WHAT THIS TASK INVOLVES: Please rewrite the part of the entries that opens with the first entry and closes with the line containing "x=558, y=596", replacing "balcony railing" with "porch railing" and changing nothing else. Leave the pictures out of the answer.

SUPPLIED RECORDS:
'''

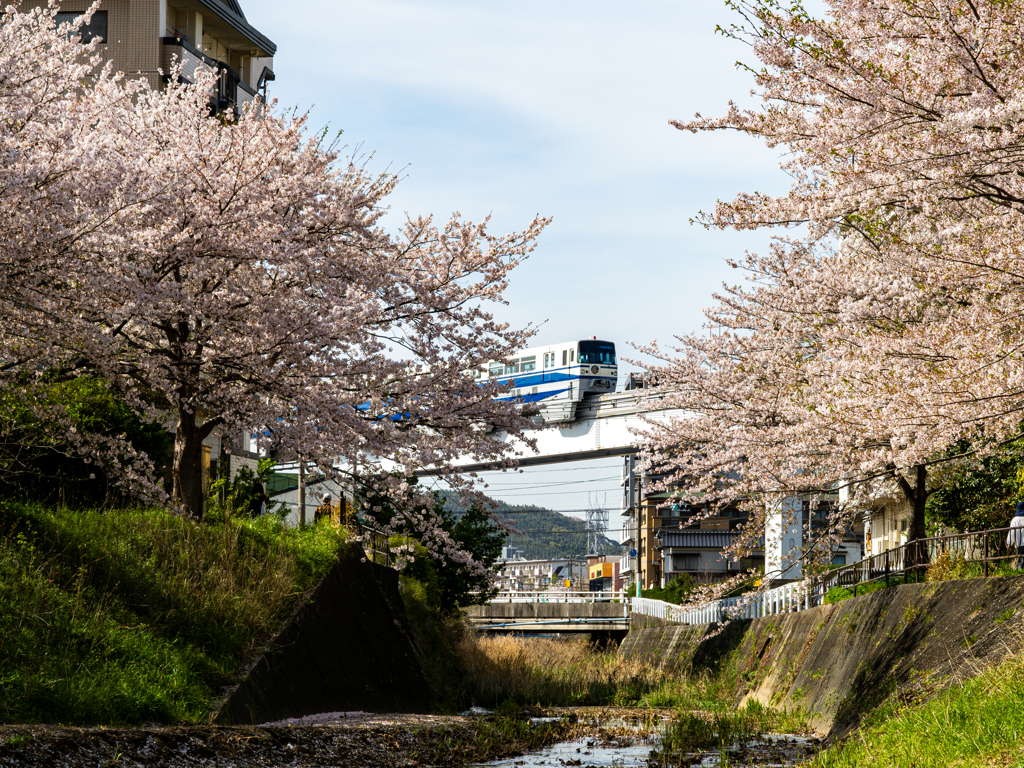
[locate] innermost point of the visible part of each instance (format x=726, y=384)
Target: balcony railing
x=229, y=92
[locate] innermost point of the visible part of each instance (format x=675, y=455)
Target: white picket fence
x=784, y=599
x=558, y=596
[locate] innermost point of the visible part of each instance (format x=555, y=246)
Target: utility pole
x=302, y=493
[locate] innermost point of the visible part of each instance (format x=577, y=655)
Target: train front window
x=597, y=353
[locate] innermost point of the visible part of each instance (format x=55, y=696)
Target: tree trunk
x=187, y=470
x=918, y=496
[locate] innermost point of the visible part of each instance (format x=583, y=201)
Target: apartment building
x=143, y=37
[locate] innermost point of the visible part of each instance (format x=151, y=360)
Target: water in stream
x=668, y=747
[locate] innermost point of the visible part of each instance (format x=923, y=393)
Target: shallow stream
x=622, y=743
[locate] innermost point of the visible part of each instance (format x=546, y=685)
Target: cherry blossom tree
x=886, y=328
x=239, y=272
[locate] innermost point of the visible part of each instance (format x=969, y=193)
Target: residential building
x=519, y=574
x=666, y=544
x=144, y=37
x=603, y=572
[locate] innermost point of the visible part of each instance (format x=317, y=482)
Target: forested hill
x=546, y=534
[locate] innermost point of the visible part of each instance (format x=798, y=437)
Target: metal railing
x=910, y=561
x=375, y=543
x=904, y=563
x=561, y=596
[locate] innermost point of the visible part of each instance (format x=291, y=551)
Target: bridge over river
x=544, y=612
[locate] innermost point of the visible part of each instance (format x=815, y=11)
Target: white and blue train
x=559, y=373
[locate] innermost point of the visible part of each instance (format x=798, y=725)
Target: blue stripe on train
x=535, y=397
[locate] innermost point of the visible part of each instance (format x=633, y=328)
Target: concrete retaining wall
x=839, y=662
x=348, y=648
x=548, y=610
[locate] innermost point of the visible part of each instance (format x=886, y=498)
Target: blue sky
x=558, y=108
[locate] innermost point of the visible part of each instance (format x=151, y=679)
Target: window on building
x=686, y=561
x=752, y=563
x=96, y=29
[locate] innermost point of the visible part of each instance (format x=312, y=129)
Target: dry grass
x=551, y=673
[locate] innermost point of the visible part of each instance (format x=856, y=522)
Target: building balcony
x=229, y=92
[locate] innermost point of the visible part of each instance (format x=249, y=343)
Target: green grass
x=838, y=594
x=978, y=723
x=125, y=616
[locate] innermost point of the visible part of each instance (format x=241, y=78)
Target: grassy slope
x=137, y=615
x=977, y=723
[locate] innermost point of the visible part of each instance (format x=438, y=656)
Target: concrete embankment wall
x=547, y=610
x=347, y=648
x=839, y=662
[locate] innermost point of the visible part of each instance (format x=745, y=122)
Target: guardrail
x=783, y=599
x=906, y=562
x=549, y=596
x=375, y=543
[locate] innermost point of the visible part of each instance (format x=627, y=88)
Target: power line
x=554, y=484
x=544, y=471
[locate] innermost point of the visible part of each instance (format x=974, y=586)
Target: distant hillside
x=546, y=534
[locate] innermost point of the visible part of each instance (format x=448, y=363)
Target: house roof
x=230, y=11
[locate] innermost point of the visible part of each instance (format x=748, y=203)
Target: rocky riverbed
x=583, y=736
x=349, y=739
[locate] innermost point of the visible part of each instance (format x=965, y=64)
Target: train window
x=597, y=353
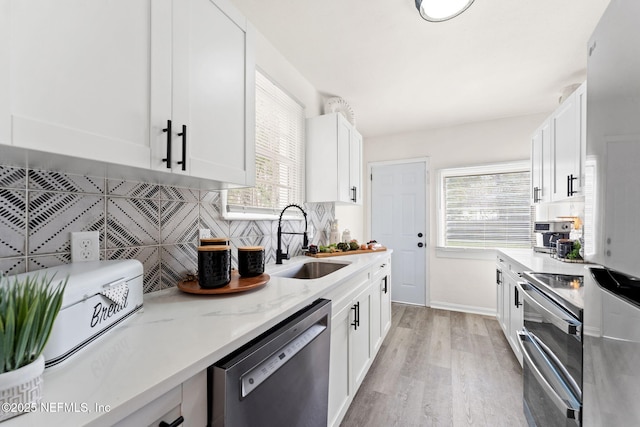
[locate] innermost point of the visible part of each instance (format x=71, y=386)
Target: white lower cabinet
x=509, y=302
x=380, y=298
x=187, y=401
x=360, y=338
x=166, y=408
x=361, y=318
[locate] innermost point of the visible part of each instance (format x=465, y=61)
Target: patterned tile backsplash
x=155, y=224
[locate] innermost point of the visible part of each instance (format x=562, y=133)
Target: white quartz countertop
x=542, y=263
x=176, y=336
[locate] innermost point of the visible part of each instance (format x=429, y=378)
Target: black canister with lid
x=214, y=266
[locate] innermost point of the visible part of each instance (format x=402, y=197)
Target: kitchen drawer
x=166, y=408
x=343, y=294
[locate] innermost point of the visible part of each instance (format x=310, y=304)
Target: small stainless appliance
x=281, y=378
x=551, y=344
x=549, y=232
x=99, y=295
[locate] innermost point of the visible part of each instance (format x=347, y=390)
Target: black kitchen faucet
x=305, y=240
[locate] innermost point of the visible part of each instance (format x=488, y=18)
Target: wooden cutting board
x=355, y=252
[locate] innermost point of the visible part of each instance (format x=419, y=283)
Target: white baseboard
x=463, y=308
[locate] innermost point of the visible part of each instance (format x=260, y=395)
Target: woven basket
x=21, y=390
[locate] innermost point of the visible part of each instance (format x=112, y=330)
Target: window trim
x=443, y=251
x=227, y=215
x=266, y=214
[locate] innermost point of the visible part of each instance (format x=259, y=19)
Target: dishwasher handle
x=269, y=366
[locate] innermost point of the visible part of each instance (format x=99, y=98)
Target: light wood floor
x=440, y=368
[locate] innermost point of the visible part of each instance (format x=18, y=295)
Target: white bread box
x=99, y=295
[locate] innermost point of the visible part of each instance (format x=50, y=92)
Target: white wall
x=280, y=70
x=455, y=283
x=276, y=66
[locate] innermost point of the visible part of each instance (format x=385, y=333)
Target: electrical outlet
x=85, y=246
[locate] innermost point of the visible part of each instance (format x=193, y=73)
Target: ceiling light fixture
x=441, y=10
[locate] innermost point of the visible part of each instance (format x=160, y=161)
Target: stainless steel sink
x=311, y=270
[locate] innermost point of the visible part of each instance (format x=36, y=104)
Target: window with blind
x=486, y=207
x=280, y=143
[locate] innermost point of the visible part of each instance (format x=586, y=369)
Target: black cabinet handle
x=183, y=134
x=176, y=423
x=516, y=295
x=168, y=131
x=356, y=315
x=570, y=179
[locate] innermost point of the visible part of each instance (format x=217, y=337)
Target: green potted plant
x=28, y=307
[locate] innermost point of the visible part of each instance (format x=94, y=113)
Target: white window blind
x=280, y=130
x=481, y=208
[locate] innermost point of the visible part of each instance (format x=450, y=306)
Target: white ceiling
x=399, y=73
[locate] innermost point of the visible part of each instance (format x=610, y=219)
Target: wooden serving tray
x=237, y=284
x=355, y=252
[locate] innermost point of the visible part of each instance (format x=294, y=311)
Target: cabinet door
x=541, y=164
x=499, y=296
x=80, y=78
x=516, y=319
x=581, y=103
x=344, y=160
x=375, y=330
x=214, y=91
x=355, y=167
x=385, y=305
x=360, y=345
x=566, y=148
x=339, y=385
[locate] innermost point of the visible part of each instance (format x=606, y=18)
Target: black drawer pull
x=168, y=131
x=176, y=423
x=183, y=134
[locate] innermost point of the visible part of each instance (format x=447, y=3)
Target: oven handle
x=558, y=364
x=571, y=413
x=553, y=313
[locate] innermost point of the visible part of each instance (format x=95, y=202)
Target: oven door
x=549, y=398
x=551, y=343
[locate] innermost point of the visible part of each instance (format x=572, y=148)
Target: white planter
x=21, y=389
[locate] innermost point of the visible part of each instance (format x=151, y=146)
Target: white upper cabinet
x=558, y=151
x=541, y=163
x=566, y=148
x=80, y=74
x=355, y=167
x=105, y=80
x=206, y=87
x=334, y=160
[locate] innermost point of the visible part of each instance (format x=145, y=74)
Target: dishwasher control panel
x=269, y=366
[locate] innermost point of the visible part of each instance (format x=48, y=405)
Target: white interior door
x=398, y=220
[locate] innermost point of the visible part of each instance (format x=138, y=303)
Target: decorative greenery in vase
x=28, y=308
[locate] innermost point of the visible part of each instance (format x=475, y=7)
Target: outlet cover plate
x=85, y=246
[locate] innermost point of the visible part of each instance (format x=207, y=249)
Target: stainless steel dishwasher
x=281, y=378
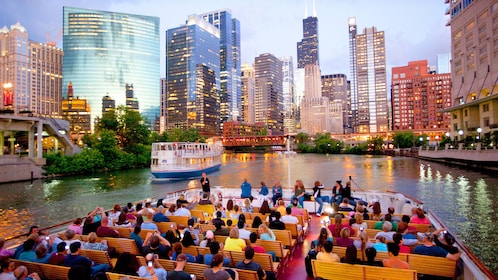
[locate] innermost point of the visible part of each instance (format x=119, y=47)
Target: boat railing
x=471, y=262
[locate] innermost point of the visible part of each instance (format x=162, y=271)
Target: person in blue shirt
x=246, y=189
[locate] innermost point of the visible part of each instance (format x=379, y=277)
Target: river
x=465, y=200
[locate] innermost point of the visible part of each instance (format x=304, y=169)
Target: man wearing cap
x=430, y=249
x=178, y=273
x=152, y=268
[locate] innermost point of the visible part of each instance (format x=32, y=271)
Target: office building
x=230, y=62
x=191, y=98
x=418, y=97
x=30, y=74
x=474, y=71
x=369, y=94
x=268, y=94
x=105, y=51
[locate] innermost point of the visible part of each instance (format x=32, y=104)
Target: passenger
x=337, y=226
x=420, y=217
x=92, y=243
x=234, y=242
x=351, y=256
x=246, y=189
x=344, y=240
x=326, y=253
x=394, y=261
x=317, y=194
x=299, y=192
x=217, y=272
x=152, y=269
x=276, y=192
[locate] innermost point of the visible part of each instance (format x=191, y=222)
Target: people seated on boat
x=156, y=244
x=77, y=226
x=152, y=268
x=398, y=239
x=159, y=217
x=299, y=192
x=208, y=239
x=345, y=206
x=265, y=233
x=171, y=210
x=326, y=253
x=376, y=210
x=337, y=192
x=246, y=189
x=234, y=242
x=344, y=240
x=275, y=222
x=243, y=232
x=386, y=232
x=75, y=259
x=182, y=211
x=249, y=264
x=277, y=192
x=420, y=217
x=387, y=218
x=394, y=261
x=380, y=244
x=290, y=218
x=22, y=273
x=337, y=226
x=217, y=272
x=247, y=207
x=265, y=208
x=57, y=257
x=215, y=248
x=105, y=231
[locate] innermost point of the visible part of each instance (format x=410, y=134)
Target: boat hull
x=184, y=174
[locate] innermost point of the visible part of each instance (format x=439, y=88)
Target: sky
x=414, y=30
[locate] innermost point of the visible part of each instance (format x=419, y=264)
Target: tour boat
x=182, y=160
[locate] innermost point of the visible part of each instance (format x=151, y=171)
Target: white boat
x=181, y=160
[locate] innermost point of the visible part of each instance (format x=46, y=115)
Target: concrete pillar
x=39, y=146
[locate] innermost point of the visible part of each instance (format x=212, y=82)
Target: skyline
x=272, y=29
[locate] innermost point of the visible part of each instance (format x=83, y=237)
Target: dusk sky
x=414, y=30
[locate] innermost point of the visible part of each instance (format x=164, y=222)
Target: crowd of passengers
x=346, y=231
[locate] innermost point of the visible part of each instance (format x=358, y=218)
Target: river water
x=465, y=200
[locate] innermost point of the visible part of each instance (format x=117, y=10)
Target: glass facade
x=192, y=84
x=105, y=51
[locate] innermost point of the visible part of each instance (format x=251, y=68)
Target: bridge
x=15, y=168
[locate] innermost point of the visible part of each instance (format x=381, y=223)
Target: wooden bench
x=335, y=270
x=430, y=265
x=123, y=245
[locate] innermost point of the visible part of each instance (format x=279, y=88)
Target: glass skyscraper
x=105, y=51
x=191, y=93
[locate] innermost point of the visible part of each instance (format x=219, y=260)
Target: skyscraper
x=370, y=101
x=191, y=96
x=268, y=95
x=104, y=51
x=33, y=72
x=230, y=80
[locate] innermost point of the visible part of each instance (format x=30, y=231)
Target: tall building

'''

OUTPUT OF THE EXERCISE:
[locate] innermost point of the visible part of each instance (format x=726, y=384)
Target: porch railing
x=229, y=92
[locate] innermost point of the visible part of each instance (format x=675, y=455)
Target: white picket fence
x=784, y=599
x=558, y=596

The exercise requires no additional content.